__Records supplied__
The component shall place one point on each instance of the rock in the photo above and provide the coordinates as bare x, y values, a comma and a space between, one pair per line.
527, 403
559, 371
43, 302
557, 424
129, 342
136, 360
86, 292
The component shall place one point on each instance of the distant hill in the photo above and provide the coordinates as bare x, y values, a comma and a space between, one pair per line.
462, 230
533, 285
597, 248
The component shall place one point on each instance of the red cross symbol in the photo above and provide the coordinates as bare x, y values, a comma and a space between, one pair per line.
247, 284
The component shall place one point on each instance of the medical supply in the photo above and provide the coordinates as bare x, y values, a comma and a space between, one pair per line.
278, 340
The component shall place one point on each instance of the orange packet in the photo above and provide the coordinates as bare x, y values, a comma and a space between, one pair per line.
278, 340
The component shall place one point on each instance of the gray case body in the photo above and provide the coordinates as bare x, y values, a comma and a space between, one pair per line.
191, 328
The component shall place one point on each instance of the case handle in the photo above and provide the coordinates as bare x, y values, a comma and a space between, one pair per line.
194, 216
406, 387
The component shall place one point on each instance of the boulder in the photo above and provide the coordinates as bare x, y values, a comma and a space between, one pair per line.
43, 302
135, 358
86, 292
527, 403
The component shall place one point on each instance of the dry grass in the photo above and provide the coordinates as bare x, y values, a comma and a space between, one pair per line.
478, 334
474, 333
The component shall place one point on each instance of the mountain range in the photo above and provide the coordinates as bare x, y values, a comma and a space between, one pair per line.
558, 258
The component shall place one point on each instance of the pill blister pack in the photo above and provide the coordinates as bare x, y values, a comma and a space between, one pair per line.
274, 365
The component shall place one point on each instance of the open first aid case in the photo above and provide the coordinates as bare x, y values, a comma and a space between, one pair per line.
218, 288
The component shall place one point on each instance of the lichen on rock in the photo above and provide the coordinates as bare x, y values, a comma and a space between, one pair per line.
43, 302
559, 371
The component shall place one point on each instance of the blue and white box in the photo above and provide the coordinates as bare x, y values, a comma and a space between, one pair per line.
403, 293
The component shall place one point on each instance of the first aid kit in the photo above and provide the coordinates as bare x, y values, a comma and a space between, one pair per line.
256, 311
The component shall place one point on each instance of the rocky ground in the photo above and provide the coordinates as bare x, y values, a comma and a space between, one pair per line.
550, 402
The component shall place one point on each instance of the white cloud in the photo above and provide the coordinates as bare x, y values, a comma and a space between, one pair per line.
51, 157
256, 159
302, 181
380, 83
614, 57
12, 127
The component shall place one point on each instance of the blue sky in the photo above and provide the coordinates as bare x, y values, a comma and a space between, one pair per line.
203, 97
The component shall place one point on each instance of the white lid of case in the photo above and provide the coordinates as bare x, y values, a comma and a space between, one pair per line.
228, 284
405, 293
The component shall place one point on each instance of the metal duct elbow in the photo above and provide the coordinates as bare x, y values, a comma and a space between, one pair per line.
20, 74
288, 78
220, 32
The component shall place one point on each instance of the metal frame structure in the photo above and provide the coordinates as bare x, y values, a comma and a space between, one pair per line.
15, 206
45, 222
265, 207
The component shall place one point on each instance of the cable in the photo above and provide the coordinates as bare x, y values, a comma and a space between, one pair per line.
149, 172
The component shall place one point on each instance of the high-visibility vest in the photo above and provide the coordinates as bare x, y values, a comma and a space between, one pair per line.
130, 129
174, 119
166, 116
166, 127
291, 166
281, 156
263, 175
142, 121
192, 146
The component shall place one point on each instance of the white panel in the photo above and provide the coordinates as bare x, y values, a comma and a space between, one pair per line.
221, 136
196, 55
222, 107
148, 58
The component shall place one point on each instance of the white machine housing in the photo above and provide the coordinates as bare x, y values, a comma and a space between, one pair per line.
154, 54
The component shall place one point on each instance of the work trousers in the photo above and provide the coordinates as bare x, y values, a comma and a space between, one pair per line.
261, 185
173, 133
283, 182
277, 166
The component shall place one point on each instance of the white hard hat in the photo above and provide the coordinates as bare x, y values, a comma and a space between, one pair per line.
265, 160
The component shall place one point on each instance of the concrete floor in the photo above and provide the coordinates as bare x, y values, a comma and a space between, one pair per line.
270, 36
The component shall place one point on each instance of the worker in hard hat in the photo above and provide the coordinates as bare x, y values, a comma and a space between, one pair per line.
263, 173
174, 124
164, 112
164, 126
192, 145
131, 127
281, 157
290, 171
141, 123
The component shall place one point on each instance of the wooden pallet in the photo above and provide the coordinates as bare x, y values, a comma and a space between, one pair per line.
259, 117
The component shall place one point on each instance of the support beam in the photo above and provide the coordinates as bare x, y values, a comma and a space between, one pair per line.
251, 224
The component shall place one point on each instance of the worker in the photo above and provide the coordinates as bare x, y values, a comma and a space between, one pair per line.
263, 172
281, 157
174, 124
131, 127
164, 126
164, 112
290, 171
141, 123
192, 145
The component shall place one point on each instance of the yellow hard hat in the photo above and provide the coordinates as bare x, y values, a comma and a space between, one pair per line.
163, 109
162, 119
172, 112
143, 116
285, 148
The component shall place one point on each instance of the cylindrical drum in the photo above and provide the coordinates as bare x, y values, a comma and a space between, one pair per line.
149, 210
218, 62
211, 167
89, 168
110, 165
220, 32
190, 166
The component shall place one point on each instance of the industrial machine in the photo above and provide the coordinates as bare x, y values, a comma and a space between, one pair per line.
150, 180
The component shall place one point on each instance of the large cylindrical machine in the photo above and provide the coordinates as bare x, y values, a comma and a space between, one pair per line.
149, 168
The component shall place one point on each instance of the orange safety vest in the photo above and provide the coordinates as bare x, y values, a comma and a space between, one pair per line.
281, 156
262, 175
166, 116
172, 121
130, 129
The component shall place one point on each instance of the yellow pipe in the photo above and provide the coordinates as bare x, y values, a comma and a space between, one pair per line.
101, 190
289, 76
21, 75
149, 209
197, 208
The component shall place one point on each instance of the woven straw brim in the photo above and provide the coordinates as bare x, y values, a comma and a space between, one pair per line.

__Task prompt__
Please repeat the listing word for word.

__Solution for this exercise__
The component shall place one point on each instance of the rock in the photo above and provide the coordinates as bare x, y values, a comma and a space between, one pair per line.
527, 403
559, 371
43, 302
557, 424
129, 342
136, 360
86, 292
The component shall place one point on each instance of the distant hill in the photo above and provide the coordinates as bare x, y values, a comma and a space between, one pair per line.
462, 230
533, 285
597, 248
The component shall place one point on each instance of the red cross symbol in the photo above and provide the coordinates as bare x, y values, a comma and a space between, one pair per line.
247, 284
The component shall place one point on each instance of the medical supply in the photo above and provide the coordinates as bare x, y values, a comma and a space between, one pair per line.
278, 340
The component shall place one point on each instance of the orange packet in the photo above and provide the coordinates as bare x, y values, a comma and a space between, one pair per line.
278, 340
The component shall place one point on each instance of the gray case body in the photo above and provide the coordinates as bare x, y values, a comma and a space between, one pair per line.
191, 328
The component shall place one point on each instance of the case handle in the photo above and provide the coordinates as bare x, y values, a comma and a space between, one pair per line.
194, 216
406, 387
The component shall place one point on each instance of the boulder in the photo above and provide the coordinates as bare x, y values, a comma and a space between, one pair per line.
43, 302
135, 358
86, 292
527, 403
The component shall place one point on each instance of the dry grass in the photo above and provide the coordinates as bare x, y values, a comma and a space between, one pair per line.
478, 334
474, 333
The component shall place one point on each instance of the mountain range in the photo above and provide the coordinates as bare x, y values, a comma and a space between, one pair per line.
558, 258
The component shall place one point on each instance of the pill blister pack in the photo above and provide the coordinates as bare x, y values, a comma and a space between, one pair per line.
274, 365
The component shall place one point on each instance of the open first aid case in the photo above and provide the coordinates as bare x, y values, a comma and a space between, one pair per line.
218, 288
The component shall place one point on each instance of the lichen on rock in the photo above and provide the coordinates as bare x, y values, a comma and a space between, one pair per line.
43, 302
559, 371
The component shall place one point on each instance of the blue and white box in the photo above and provide the coordinates as bare x, y values, a comma and a space between, one pair per line.
403, 293
The component shall place one point on each instance of the first aid kit in the photo above and provide the coordinates as bare x, y values, a comma and a space between, one pair per line.
256, 311
The component shall place one point on each instance of the rocky ground in the photo above and provide the coordinates as bare x, y values, a comma and a space between, one pair per line.
550, 402
The component shall place one point on each instance of the white cloud in the photo above and provide the coordinates as bare x, y values, a comma and a space between, one pair per line.
51, 157
256, 159
302, 181
380, 83
614, 57
12, 127
The component shall place one point on each instance of the blue sky in the photo above and provide the coordinates as bare x, y values, a comma and a space between, one pair per line.
203, 97
The component shall place one point on each instance of the white lid of case in the photo above and provide the coordinates as bare x, y values, a comma and a space between, one pair per line.
228, 284
405, 293
The component shall place one point on each instance of the metal duct elbow in the photo above and provide the coordinates as bare x, y values, a comma and a space between, one pair per line.
20, 74
288, 78
220, 32
The component shall place one point on each instance of the metal frame structure in the photo above and provide the coordinates as bare x, y values, a comma and a space between, one pair per line.
15, 206
45, 222
265, 207
The component shall place one point on each instance of the cable in the photo above and provide the coordinates as bare x, y values, a comma and a space between, one pair per line.
149, 172
The component shall place one point on each instance of the high-visibility vest in the photo above and provide the coordinates as bare x, y values, a comma and a space between, one pair per line.
130, 129
174, 119
166, 116
166, 127
291, 166
281, 156
263, 175
142, 121
192, 146
The component shall place one point on each instance of the white panel in the photo above and provide the coordinates as bare x, y values, a comma and a space between, one pair per line.
221, 136
196, 55
222, 107
148, 58
The component shall place one point on each instance of the white machine housing in the photo above and provide the coordinates as bare x, y values, a comma and a space between, one pair per line.
154, 54
The component shall place one point on each instance of the work trousers in the photo above and provide the coordinates as bare x, y values, a comma and a space between, one pair per line.
261, 185
173, 133
283, 182
277, 166
The component shall place one point on each instance of the white hard hat in the photo above and provide the coordinates as bare x, y values, a comma and a space between, one pair per line.
265, 160
The component shall place one point on each instance of the concrete floor in the photo above and provide the coordinates as bare x, y values, a comma and a space between, one pair per line.
270, 36
The component shall place one point on each instance of the worker in hard hat in the photo above and provide the coordinates as bare x, y values, a comma and a space between, one pair per line.
263, 173
174, 124
164, 112
164, 126
192, 145
131, 127
281, 157
290, 171
141, 123
The component shall place one point on each instance of the wooden pallet in the photo above and provide the coordinates as bare x, y values, a comma and a space between, one pair per line.
259, 117
The component shall place one point on each instance of the support beam in the photo above and provide the coordinates as bare x, y values, a comma and a space between, one pair per line.
251, 224
The component shall place one point on each instance of the worker in the photo above and provide the coordinates as bare x, y values, a comma and a space between, one pair per line.
263, 172
281, 157
174, 124
131, 127
164, 126
164, 112
290, 171
141, 123
192, 145
The component shall place one point on each instance of the yellow hard hat in the photo above and provide the coordinates as bare x, y values, a comma and a space between, one pair per line.
163, 109
162, 119
172, 112
143, 116
285, 148
The component shall place one point on each instance of the cylindrical drum in the photo above and provide the coordinates as bare x, y values, a comma and a space between, one pair per line.
149, 210
218, 62
211, 167
89, 168
110, 165
220, 32
190, 166
The component shall place one point on each instance of the industrial machine in the photo above and provide the coordinates as bare x, y values, a comma and a space between, one pair per line.
150, 180
The component shall place one point on each instance of the large cylindrical machine in the photo above and provide the coordinates as bare x, y values, a comma and a space between, one pair per line.
149, 168
The component shall place one point on each instance of the orange safety vest in the photo above and provide the coordinates as bare x, y values, a comma and a space between, one pair per line.
281, 156
262, 175
166, 116
172, 121
130, 129
The component shall place one point on each instance of the yellow pipe in the photo above and provide the coordinates as bare x, y values, a comma and a space between, one pair per line.
101, 190
289, 76
21, 75
149, 209
197, 208
The component shall place one point on each instance of the woven straw brim in the photo above and provide the coordinates as bare x, y values, a comma and a space between, one pair per line.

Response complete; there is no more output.